BRIEF >> Copy the following entries line for line, leaving every word and number unchanged.
#### SUPPLIED DATA ####
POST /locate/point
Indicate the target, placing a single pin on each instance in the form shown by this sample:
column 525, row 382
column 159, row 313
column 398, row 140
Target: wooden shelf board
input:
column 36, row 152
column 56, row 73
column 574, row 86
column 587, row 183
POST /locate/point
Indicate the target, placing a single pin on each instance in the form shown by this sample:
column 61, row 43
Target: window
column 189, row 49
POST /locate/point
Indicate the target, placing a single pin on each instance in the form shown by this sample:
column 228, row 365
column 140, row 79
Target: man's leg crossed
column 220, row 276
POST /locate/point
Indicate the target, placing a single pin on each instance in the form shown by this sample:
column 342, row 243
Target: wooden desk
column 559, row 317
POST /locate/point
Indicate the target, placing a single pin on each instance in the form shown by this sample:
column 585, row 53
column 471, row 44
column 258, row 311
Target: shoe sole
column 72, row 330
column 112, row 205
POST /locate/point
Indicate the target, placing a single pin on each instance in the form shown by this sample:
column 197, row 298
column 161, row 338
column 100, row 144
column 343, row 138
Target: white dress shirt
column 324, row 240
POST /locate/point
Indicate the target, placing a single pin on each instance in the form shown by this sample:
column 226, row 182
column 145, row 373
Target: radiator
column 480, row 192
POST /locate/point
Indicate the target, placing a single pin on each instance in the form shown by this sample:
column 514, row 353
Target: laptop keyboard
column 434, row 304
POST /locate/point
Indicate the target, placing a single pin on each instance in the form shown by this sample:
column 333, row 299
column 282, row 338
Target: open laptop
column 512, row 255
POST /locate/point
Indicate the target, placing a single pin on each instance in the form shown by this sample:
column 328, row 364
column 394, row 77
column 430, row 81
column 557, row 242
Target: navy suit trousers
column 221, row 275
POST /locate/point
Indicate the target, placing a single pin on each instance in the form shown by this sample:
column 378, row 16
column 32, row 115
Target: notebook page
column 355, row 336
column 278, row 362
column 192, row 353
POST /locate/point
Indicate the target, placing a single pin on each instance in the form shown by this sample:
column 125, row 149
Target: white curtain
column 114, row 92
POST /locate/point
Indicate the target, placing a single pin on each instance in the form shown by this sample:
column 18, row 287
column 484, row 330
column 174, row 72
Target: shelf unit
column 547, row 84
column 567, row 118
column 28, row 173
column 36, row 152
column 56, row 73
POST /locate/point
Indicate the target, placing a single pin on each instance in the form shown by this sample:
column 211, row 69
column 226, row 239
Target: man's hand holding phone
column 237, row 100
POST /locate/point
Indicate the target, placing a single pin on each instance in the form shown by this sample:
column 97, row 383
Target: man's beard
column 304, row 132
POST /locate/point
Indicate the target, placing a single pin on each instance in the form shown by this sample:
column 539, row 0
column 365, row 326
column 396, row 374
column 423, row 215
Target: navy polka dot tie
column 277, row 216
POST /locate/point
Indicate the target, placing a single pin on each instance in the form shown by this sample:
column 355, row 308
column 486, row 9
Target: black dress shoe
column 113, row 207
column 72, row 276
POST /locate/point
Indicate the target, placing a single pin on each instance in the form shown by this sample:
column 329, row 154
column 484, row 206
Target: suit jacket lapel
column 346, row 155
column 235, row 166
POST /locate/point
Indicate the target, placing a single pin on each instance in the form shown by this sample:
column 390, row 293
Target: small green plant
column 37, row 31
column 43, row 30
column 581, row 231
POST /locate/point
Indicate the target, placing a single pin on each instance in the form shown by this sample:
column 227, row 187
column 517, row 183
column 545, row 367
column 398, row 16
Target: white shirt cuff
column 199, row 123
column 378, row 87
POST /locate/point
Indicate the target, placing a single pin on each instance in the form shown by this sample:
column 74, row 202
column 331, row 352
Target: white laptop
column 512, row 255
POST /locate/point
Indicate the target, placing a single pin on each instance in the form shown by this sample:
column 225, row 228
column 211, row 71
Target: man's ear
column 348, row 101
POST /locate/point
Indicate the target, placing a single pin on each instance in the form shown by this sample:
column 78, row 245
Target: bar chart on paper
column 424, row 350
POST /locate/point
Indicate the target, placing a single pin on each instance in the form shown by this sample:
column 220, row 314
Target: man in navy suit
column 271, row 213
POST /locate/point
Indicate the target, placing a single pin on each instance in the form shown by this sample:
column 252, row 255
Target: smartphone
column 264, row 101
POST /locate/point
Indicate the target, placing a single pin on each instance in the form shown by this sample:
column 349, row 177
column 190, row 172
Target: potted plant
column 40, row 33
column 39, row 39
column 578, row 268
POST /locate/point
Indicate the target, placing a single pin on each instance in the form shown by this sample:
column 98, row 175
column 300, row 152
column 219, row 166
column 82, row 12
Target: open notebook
####
TASK OUTPUT >>
POST /locate/point
Indicate the target, placing a single pin on each instance in the form shown by this sample:
column 525, row 382
column 159, row 313
column 398, row 140
Target: wooden shelf board
input:
column 36, row 152
column 56, row 73
column 574, row 86
column 587, row 183
POST /locate/point
Indicate the target, placing a single pin on each instance in the form shown by this sample:
column 61, row 43
Target: window
column 189, row 49
POST /locate/point
Indicate the target, placing a single pin on each instance in the form shown by this sample:
column 228, row 365
column 140, row 79
Target: man's leg crossed
column 220, row 276
POST /locate/point
Indicate the target, placing a single pin on each instance in the form shown by this sample:
column 342, row 243
Target: wooden desk
column 559, row 317
POST /locate/point
Indicate the target, placing a single pin on each instance in the form shown by this sample:
column 585, row 53
column 471, row 44
column 258, row 311
Target: shoe sole
column 72, row 330
column 112, row 205
POST /locate/point
Indicate the target, placing a single pin on each instance in the form shown by this sample:
column 197, row 298
column 161, row 338
column 100, row 144
column 343, row 138
Target: white dress shirt
column 324, row 240
POST /locate/point
Indicate the target, placing a single pin on each instance in the form shown by this sample:
column 226, row 182
column 145, row 373
Target: radiator
column 480, row 192
POST /locate/point
Indicate the target, placing a single pin on each instance in the form shown by this sample:
column 514, row 353
Target: laptop keyboard
column 434, row 304
POST /locate/point
Indicate the target, placing a single pin on each instance in the form shown by this sample:
column 333, row 299
column 282, row 338
Target: open laptop
column 512, row 255
POST /locate/point
Indicate the target, placing a single pin on each instance in the form shown by this sample:
column 328, row 364
column 394, row 77
column 430, row 81
column 557, row 242
Target: navy suit trousers
column 221, row 275
POST /locate/point
Indicate the target, placing a single pin on each instance in the form shown by this sample:
column 378, row 16
column 32, row 115
Target: notebook page
column 355, row 336
column 278, row 362
column 192, row 353
POST /locate/point
Indicate the target, placing a single pin on each instance in the form shown by this sample:
column 125, row 149
Target: white curtain
column 114, row 92
POST /locate/point
Indicate the target, placing a single pin on each instance in the form shown by this sample:
column 18, row 287
column 484, row 330
column 174, row 72
Target: shelf unit
column 547, row 84
column 567, row 118
column 28, row 173
column 36, row 152
column 56, row 73
POST /locate/point
Indicate the target, placing a single pin on each instance in the form shown by this sample:
column 211, row 69
column 226, row 239
Target: man's hand holding phone
column 237, row 100
POST /locate/point
Indicate the target, placing a single pin on each instance in the form shown by this sample:
column 97, row 383
Target: man's beard
column 304, row 132
POST /locate/point
Indicate the target, placing a single pin on each instance in the form shown by this sample:
column 539, row 0
column 365, row 326
column 396, row 374
column 423, row 215
Target: navy polka dot tie
column 277, row 216
POST /locate/point
Indicate the target, placing a single pin on each instance in the form shown by this sample:
column 355, row 308
column 486, row 9
Target: black dress shoe
column 113, row 207
column 72, row 276
POST /locate/point
Indicate the target, placing a single pin on each instance in the form shown by this sample:
column 329, row 154
column 484, row 206
Target: suit jacket lapel
column 346, row 155
column 235, row 166
POST /locate/point
Indicate the target, placing a single pin on each instance in the form shown by this sample:
column 390, row 293
Target: small green plant
column 37, row 31
column 43, row 30
column 581, row 231
POST /locate/point
Indicate the target, placing a single pin on each instance in the form shown by this sample:
column 227, row 187
column 517, row 183
column 545, row 367
column 398, row 16
Target: white shirt cuff
column 199, row 123
column 378, row 87
POST /locate/point
Indicate the target, placing a single pin on each instance in the form shown by this sample:
column 74, row 202
column 331, row 352
Target: white laptop
column 512, row 255
POST /locate/point
Indicate the target, placing a single pin on each instance in the form shown by this sample:
column 225, row 228
column 211, row 71
Target: man's ear
column 348, row 101
POST /locate/point
Indicate the target, placing a single pin on each instance in the form shown by this sample:
column 78, row 245
Target: bar chart on paper
column 424, row 350
POST /locate/point
Indicate the target, placing a single pin on each instance in the form shown by this sample:
column 220, row 314
Target: man in navy suit
column 271, row 213
POST /locate/point
Indicate the target, placing a single pin on each instance in the form shown by this sample:
column 252, row 255
Target: smartphone
column 264, row 101
POST /locate/point
Indicate the target, placing a single pin on each instance in the form shown by this sample:
column 349, row 177
column 190, row 172
Target: potted plant
column 40, row 33
column 39, row 39
column 578, row 268
POST /locate/point
Indicate the target, placing a single pin on each instance in the form shown by this sample:
column 98, row 175
column 300, row 152
column 219, row 166
column 82, row 12
Target: open notebook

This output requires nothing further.